Plastic surgery on non-reconstructed chest
Had a bilateral mastectomy 8 years ago. Just wondering if anyone has had any surgery to correct unevenness to their unreconstructed chest any if it was covered by insurance. I had chemo and radiation and was left with bulges, dog ears on the sides, and uneven chest.
I too had a bilateral mastectomy in 2011. One of my implants has migrated under my armpit. I cannot wear a bra and look ridiculous. I haven’t explored another surgery yet. But, I’ve been told that reconstruction is covered by insurance if you have had breast cancer. Even if it is a second surgery.
Even if you do not have reconstruction your insurance should cover “scar revision” to clean up the scars and take care of dog ears. I’ve had two surgeries last year to do exactly that. The first surgery they leveled out the breast area scars. Then the second surgery they took care of the dog ears under my arms. See a plastic surgeon. Good luck!
Thank you all for posting. I have my appointment tomorrow with a plastic surgeon to see what he can do and if it would be covered. I read somewhere that insurance wouldn’t cover it if it was just for cosmetic purposes, so I’ll see what he says. I have Medicare with no supplemental insurance. I also have lymphedema in my right arm and wear a compression sleeve with a strap that goes across my chest. The metal buckle sits in the ditch of my scar and digs into a bulge that was left in my noncancerous side. Also, my dog ears stick out if I have a sleeveless blouse on. I feel like a train wreck! I really appreciate your comments. Will update you soon. Thank you!!!

(Data items)
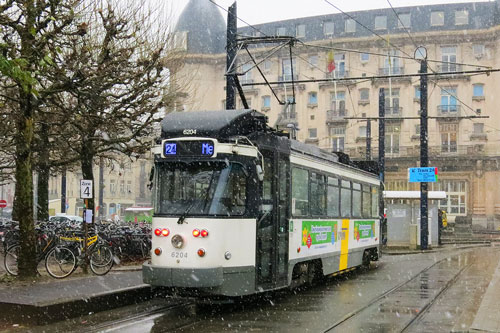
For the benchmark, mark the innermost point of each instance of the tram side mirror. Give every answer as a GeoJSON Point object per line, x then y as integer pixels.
{"type": "Point", "coordinates": [260, 172]}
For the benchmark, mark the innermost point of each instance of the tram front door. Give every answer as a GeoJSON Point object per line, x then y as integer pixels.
{"type": "Point", "coordinates": [272, 227]}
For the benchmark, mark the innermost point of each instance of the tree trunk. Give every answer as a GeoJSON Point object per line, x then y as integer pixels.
{"type": "Point", "coordinates": [24, 137]}
{"type": "Point", "coordinates": [24, 189]}
{"type": "Point", "coordinates": [43, 175]}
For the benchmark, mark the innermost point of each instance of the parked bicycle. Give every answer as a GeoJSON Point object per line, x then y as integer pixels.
{"type": "Point", "coordinates": [46, 240]}
{"type": "Point", "coordinates": [65, 258]}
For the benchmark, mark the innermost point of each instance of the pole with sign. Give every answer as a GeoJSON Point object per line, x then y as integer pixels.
{"type": "Point", "coordinates": [3, 204]}
{"type": "Point", "coordinates": [86, 192]}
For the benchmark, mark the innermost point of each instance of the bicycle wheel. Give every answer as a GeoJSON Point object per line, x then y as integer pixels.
{"type": "Point", "coordinates": [60, 262]}
{"type": "Point", "coordinates": [101, 260]}
{"type": "Point", "coordinates": [10, 259]}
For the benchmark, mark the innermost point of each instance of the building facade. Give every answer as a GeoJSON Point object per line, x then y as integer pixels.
{"type": "Point", "coordinates": [455, 37]}
{"type": "Point", "coordinates": [125, 184]}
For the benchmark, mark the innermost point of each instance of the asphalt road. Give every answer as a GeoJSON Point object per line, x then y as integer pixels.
{"type": "Point", "coordinates": [411, 293]}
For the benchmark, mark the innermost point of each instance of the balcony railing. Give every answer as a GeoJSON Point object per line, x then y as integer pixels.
{"type": "Point", "coordinates": [336, 115]}
{"type": "Point", "coordinates": [391, 70]}
{"type": "Point", "coordinates": [337, 74]}
{"type": "Point", "coordinates": [450, 110]}
{"type": "Point", "coordinates": [447, 67]}
{"type": "Point", "coordinates": [288, 77]}
{"type": "Point", "coordinates": [393, 111]}
{"type": "Point", "coordinates": [246, 81]}
{"type": "Point", "coordinates": [290, 116]}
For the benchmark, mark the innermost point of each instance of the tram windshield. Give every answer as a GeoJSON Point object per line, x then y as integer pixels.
{"type": "Point", "coordinates": [201, 188]}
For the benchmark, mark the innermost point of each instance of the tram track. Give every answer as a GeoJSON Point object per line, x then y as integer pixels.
{"type": "Point", "coordinates": [419, 313]}
{"type": "Point", "coordinates": [426, 308]}
{"type": "Point", "coordinates": [145, 316]}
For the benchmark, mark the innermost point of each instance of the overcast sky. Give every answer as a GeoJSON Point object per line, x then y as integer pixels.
{"type": "Point", "coordinates": [261, 11]}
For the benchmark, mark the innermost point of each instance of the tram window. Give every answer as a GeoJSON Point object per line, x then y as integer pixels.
{"type": "Point", "coordinates": [375, 202]}
{"type": "Point", "coordinates": [318, 194]}
{"type": "Point", "coordinates": [366, 201]}
{"type": "Point", "coordinates": [333, 181]}
{"type": "Point", "coordinates": [268, 179]}
{"type": "Point", "coordinates": [345, 199]}
{"type": "Point", "coordinates": [300, 191]}
{"type": "Point", "coordinates": [356, 200]}
{"type": "Point", "coordinates": [202, 189]}
{"type": "Point", "coordinates": [333, 197]}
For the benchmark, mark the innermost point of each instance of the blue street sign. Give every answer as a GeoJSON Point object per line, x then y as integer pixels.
{"type": "Point", "coordinates": [420, 175]}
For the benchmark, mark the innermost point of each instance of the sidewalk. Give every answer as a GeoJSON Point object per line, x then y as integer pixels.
{"type": "Point", "coordinates": [487, 317]}
{"type": "Point", "coordinates": [446, 247]}
{"type": "Point", "coordinates": [58, 299]}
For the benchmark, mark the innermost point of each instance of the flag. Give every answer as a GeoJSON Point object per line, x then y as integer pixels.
{"type": "Point", "coordinates": [331, 62]}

### Exercise
Carry the forum thread about surgery on a non-reconstructed chest further, picking up after its last post. The records are unrelated to the forum thread and stand on their own.

### Exercise output
All of this may not have been necessary if the use of contrast MRI for breast cancer screening had not been kept secret from you (or lied about) as it was kept from me. I learned shocking secrets about how our health care system has gone to work for the insurance industry and betrays women regarding what is the most likely health issue to happen to us. I wrote it into a story posted at
http://mammogramsanddcis.blogspot.com (mammograms and dcis)
Reading it will not be a waste of your time.
I had my bilateral surgery in 1996 and at that time I chose the saline implants They were fine for awhile but started to get hard and we’re uncomfortable, I followed the surgeon s advise and went to silicone which felt more natural. In 2004 my husband became a victim of bladder cancer and after talking care of I noticed a lump on the right implant which turned out to be infection,. I ended up with a tummy tuck and new breast. My insurance paid for all, I wish I had gone with the natural tissue plants from the beginning. So yes your insurance will cover reconstruction.
@Post #6: Your post is not directly related to the breast reconstruction question at hand, but I feel the need to post that not all mammography screening misses early cancer. 3D Mammography technology is relatively new on the scene and is detecting breast cancers at a much earlier stage, especially in those with dense breast tissue (like me). I’m 47, no family history, and 3D mammogram detected Stage 1 IDC (ER/PR+, HER2-, T1cN0M0) this past fall. Not all insurances cover it, but patients are given the option to pay the difference (which was $75 at my screening center). I opted for a single simple mastectomy (nipple sparing since location of tumor was far away from areola) despite that I have documented macrocalcifications in the non-cancerous breast. I’m confident that alternating between 3D mammography and breast MRI will detect future concerns in my other breast, if any, early enough to be “curable.” I highly ENCOURAGE 3D MAMMOGRAPHY to all sisters, moms and daughters!!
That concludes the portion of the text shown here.